TASK PROMPT => Reproduce every line below, including the instructions, and offset each coordinate in the point answers by adding 49 to it.

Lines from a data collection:
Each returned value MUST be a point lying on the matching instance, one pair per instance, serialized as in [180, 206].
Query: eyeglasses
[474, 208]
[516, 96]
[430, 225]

EXERCISE SOLUTION =>
Each returned value MUST be a point lying on the matching instance, one pair per instance, serialized as in [180, 206].
Query: eyeglasses
[523, 257]
[565, 145]
[479, 274]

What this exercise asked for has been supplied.